> Task prompt: Find the line that contains "Exercise. Put one point on every instance of the street"; then retype it and each line after it, exactly, through the final line of the data below.

***

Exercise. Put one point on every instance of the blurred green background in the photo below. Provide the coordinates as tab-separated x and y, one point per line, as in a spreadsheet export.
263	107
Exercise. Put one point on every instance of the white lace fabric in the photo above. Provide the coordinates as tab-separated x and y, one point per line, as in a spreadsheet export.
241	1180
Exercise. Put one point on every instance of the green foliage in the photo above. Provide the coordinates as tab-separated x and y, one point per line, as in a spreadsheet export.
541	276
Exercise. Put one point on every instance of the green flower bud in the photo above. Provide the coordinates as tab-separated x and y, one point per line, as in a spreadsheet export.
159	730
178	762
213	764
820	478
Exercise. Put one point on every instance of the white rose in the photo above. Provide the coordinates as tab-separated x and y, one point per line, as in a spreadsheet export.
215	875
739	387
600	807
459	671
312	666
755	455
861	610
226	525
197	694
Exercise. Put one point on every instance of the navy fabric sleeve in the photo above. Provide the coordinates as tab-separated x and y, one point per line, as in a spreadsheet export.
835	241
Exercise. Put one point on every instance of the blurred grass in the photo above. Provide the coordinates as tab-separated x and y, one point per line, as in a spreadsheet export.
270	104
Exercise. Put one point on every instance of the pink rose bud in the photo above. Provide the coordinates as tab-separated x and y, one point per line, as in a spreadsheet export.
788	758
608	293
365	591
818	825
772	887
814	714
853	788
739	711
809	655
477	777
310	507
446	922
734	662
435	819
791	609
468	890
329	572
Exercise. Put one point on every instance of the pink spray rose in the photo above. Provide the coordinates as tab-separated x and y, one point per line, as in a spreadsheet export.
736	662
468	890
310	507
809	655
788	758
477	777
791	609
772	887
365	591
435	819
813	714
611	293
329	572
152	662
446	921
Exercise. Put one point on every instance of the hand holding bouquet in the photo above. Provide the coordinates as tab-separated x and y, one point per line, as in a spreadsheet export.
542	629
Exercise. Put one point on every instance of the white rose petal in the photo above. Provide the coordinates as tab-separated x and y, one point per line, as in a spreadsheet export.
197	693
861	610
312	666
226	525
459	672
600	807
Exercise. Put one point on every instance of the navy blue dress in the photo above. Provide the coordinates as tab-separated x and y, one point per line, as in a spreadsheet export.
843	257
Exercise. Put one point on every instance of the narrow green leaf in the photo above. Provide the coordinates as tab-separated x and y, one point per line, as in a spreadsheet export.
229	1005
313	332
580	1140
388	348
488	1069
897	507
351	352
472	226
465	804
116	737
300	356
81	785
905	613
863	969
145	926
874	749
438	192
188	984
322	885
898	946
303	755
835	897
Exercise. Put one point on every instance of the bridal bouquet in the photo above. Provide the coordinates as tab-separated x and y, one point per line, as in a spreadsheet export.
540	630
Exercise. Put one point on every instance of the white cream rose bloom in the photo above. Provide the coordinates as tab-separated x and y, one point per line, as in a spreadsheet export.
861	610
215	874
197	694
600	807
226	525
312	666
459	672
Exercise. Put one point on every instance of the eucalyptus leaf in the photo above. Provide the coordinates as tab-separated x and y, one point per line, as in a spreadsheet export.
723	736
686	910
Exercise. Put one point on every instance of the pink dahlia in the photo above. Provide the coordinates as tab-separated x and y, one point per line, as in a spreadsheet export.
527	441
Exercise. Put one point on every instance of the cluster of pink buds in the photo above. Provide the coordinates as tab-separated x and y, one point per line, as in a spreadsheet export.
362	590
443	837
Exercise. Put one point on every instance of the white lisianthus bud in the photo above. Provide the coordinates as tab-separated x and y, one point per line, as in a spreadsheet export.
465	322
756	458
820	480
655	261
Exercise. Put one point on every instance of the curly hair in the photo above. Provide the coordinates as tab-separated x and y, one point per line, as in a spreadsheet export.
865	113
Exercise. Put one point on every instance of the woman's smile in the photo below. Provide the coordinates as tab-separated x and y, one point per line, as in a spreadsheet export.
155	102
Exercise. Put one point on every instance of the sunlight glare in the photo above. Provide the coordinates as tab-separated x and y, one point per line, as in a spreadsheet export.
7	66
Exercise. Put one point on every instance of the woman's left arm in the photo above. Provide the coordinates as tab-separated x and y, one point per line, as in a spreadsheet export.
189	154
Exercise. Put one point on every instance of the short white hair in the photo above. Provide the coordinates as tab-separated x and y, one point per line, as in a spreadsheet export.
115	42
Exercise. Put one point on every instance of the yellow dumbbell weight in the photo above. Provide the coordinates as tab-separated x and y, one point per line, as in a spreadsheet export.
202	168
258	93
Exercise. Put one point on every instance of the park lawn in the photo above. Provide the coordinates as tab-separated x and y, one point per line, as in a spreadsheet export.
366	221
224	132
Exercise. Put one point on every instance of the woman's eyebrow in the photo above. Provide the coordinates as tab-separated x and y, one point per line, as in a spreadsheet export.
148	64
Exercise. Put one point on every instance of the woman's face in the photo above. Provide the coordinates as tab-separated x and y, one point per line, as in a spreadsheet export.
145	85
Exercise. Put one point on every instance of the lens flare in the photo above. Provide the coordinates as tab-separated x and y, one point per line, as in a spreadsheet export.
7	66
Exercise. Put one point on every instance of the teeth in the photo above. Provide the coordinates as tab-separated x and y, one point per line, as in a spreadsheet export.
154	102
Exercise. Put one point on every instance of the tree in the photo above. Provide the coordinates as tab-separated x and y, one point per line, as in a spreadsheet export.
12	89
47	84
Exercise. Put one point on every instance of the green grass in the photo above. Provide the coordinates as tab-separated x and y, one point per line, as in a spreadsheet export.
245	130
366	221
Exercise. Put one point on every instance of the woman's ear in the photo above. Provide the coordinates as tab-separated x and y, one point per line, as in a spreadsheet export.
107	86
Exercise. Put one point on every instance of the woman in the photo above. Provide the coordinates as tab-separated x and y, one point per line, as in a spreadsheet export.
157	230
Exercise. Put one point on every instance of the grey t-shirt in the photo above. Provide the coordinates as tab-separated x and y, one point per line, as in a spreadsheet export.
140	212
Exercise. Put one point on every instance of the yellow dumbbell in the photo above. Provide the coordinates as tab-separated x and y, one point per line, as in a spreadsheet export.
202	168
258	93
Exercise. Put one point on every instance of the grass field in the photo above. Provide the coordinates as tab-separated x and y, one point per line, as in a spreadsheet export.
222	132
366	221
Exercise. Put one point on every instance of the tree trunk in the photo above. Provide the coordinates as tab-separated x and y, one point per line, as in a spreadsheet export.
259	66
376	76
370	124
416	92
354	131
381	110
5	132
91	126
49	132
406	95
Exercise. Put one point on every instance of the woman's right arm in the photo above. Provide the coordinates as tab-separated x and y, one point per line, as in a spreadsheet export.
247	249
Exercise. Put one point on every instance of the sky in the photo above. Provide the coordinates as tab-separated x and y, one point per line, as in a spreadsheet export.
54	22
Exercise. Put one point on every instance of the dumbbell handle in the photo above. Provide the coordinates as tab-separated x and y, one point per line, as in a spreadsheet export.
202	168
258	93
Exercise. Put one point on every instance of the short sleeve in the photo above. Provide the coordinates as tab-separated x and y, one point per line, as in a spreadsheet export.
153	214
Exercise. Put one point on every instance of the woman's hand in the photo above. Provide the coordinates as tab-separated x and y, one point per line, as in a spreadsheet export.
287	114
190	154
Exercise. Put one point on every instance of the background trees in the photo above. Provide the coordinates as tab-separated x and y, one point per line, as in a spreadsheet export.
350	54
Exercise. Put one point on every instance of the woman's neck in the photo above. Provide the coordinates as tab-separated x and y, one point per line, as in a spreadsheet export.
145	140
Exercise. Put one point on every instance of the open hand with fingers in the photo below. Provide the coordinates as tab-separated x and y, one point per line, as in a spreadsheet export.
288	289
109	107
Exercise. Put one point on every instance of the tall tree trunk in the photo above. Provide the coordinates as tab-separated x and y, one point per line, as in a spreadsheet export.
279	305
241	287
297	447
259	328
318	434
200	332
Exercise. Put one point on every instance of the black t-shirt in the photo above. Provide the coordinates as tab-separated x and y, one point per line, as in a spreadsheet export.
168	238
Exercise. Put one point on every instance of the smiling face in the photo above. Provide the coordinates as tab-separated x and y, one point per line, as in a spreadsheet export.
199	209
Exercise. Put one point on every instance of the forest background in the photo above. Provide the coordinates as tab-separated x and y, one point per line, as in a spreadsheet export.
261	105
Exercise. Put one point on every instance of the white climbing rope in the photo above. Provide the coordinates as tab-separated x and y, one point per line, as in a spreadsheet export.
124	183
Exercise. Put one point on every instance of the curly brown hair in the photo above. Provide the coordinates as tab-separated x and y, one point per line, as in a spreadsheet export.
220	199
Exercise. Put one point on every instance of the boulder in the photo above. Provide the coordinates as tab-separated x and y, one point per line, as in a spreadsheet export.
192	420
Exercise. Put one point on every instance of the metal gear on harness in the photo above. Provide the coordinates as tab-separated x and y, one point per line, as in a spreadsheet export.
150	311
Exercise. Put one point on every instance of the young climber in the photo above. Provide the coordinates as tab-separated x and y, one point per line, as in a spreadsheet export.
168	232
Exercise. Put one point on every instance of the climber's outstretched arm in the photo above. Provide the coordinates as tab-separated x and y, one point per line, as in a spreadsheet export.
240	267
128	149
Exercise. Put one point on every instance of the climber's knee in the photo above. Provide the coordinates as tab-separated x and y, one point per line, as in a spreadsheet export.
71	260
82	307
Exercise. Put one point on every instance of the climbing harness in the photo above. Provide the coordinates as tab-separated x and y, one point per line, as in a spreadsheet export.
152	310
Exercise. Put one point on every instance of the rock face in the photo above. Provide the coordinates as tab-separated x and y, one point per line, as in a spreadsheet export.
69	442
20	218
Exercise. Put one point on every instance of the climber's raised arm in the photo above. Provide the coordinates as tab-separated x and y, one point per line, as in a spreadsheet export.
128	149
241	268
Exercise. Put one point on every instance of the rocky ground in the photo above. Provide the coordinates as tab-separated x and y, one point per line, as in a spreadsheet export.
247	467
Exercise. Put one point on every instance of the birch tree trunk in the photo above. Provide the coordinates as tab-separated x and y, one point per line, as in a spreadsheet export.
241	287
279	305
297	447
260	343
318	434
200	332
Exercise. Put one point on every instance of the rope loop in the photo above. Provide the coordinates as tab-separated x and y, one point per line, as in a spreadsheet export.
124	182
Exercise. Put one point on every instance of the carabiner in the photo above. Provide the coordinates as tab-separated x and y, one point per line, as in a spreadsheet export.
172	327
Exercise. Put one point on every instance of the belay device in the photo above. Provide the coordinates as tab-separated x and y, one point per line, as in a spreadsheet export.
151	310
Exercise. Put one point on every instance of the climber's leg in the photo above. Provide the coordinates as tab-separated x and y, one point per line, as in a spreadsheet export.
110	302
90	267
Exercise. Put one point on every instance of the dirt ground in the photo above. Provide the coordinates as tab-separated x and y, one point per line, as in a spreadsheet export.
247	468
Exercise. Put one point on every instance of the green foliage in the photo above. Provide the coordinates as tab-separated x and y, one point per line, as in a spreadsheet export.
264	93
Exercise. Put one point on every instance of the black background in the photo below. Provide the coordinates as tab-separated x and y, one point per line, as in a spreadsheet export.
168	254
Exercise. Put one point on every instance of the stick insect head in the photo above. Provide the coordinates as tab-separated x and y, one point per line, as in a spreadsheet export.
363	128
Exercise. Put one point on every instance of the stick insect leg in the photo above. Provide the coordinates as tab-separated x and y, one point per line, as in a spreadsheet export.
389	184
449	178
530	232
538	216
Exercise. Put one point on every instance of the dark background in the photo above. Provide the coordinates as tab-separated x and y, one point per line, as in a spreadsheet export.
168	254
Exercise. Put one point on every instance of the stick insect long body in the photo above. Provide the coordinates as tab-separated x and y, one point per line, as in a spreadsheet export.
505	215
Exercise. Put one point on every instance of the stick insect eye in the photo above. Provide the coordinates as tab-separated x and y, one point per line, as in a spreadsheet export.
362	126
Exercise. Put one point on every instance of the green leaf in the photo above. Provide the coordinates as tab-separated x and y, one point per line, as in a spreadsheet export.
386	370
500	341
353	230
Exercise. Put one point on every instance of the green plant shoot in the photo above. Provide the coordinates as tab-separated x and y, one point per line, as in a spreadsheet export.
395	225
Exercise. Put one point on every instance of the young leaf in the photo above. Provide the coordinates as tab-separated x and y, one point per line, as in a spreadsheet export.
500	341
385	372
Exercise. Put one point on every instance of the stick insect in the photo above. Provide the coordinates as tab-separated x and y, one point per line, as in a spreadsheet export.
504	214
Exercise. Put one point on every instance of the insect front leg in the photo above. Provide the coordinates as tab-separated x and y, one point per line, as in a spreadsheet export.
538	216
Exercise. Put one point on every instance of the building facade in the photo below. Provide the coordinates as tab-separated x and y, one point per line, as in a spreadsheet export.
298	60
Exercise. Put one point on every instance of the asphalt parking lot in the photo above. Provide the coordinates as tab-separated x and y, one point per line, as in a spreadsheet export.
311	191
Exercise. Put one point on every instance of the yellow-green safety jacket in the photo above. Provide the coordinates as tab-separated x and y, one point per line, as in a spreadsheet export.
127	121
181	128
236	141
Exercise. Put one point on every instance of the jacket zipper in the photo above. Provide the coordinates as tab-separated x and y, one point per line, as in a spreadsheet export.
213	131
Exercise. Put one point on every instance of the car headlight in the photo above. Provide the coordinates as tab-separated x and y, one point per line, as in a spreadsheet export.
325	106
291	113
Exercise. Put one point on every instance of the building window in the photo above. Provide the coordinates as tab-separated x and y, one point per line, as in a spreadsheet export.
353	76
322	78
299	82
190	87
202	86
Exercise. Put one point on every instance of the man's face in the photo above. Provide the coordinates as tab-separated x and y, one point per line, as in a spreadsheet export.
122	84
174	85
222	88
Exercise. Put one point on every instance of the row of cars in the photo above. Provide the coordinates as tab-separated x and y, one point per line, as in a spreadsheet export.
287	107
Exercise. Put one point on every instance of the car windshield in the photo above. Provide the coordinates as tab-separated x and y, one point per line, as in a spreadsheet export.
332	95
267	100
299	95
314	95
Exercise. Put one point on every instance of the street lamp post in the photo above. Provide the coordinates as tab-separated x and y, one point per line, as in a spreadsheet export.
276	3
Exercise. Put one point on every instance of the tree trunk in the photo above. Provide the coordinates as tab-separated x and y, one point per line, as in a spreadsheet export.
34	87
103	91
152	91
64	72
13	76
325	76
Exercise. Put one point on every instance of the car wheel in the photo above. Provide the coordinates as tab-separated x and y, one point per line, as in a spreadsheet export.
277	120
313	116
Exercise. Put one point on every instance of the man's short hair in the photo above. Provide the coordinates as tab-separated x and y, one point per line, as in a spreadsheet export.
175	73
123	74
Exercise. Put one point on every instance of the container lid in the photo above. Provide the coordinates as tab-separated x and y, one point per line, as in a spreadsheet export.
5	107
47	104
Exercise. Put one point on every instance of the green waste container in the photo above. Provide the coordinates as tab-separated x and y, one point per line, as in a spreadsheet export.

***

> Result of the task:
Exercise. Put one point on every instance of the street lamp post in the photo above. Provide the coordinates as tab-separated x and y, one point per line, as in a spreadsheet export.
276	3
Exercise. Put one point on every instance of the tree trunk in the photo above. Provide the coordinates as tab-separated x and y, one point per line, as in a spreadsheet export.
34	87
103	91
152	91
64	72
13	76
325	76
Exercise. Put one point on every instance of the car wheel in the photo above. Provide the coordinates as tab-separated x and y, one point per line, as in a spreadsheet export.
277	120
313	116
Exercise. Put one point on every instance of the man's short hair in the photo above. Provide the coordinates as tab-separated x and y, one point per line, as in a spreadsheet export.
175	73
123	74
Exercise. Put one point on every instance of the container lid in the photo above. Provide the coordinates as tab-separated x and y, one point per line, as in a spreadsheet export.
5	107
47	104
Exercise. Put one point on every instance of the green waste container in the photo above. Provide the coordinates as tab-separated x and y, one point per line, as in a spreadsheet export.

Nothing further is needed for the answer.